The speed with which the epidemic spread, however, was matched by the rapidity of the response within the scientific community. To a large extent, says Alessandro Vespignani, PhD, a computational modeler at Northeastern University, that lightning-fast reaction reflects years of hard work and investment in computational modeling (including such initiatives as MIDAS—Models of Infectious Disease Agents, an NIH-funded network of computational modelers), as well as grim experience with the H1N1 pandemic and the West African Ebola epidemic. A growing willingness to share results as quickly as possible through channels like bioRxiv (biorxiv.org), a website where scientists post papers before they have been published in peer-reviewed journals, also meant that modelers and researchers could more speedily adapt their computational tools as new information became available.
Alex Perkins, PhD, a researcher at the University of Notre Dame who studies the dynamics of infectious disease transmission and control, was one of the first modelers to swing into action. His goal: to try to quickly predict the course of the Zika epidemic and the likely number of victims both at home and abroad—information that governments and public health officials could use to plan interventions.
Perkins had for some time been contemplating the problem of integrating disease data collected at different scales. On the one hand, richly detailed local data related to such things as population and climate helps researchers understand factors affecting disease transmission. On the other hand, case reports—i.e., the number of suspected and confirmed cases tallied by hospitals—tend to be collected at the state- or country-wide level.
What, Perkins wondered, might be accomplished if the first bucket of data could be related to the second? And how could scientists predict the course of an epidemic before significant amounts of case data had begun to accumulate? Could they perhaps anticipate the total number of people who might be affected in particular geographic locales while early interventions could still have the greatest possible impact?
Zika offered both urgent and fertile ground for exploring all of those questions.

Stored data
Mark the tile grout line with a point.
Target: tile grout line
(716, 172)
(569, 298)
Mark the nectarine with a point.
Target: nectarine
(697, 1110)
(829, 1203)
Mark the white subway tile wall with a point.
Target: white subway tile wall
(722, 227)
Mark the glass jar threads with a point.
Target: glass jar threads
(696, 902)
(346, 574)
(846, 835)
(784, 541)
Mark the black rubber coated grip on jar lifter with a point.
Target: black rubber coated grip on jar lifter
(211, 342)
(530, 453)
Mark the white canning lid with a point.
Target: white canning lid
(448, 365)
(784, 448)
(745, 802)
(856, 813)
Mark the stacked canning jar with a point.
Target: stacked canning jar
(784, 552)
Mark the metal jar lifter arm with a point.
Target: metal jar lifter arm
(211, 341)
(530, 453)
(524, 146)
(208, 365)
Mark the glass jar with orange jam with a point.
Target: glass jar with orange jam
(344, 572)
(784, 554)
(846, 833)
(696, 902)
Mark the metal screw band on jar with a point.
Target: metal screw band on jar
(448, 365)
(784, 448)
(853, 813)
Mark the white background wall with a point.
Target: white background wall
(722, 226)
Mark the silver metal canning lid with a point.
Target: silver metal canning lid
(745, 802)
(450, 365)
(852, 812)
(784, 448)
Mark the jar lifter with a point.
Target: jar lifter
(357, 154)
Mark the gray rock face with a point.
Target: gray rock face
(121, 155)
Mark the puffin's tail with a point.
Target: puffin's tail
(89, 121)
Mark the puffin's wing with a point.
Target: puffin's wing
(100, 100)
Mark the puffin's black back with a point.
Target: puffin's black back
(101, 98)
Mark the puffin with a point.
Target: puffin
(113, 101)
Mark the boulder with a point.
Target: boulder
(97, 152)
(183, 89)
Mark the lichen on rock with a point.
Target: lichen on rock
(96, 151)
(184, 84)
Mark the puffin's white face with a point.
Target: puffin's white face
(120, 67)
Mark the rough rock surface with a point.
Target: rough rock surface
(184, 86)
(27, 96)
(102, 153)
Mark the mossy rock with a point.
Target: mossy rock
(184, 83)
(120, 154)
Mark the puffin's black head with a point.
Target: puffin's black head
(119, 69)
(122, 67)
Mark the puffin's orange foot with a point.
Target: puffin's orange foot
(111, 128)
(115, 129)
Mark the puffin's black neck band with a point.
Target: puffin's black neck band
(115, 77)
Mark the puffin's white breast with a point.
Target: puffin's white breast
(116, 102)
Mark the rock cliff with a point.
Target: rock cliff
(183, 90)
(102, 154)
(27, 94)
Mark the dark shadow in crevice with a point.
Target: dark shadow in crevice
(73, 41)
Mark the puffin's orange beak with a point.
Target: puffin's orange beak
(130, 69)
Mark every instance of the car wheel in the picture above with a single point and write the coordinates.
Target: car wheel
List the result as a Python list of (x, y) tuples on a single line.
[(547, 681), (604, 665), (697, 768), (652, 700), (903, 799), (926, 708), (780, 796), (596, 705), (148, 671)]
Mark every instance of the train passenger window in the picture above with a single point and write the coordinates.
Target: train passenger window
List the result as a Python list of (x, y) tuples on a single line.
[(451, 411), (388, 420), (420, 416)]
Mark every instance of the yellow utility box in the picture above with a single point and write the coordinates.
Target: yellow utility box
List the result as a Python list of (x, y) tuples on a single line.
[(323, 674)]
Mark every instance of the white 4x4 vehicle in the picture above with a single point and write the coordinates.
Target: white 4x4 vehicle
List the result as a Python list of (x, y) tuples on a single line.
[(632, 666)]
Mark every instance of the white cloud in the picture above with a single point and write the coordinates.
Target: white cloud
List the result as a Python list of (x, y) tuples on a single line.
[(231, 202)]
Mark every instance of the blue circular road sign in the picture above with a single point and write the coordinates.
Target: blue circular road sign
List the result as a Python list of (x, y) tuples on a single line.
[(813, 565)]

EXERCISE REQUIREMENTS:
**1)** In the passage on Zika modeling, what is bioRxiv described as?
**2)** Pick up the passage on Zika modeling after its final sentence and continue it.
The listing is separate material and has no connection to the passage on Zika modeling.

RESULTS FOR EACH TASK:
**1)** A website where scientists post papers before they have been published in peer-reviewed journals.

**2)**
Unlike diseases such as Ebola or influenza, which are passed directly from person to person, Zika is a vector-borne disease that is primarily transmitted through the bite of the Aedes aegypti mosquito, an insect that thrives in the tropics and whose range and numbers are closely determined by climate. It can also be transmitted sexually, and by another species of mosquito called Ae. albopictus.
This makes Zika difficult to model, since there is more than one infected species to deal with and the chain of transmission is complicated (uninfected mosquitoes bite infected people, acquire the virus, then transmit it to uninfected people). But it does provide an opportunity to incorporate finely grained demographic and climate data, including details such as local population and birthrate; average daily temperatures, which govern where and how long the mosquitoes can live and, therefore, how many people they can infect; and even income levels. (Affluent people enjoy air conditioning and window screens, which reduce exposure to mosquitoes. Poor people do not, and are therefore at greater risk.)
In addition, while it was first identified more than 60 years ago, Zika remained for most of that time a neglected tropical disease by reason of its mild symptoms (low fever, rash) and lack of known complications. Consequently, when the World Health Organization (WHO) declared a global public health emergency, the scientific community confronted a disease about which it knew remarkably little. Like many, Perkins therefore had to rely on data that had already been collected for other mosquito-borne diseases such as dengue and chikungunya.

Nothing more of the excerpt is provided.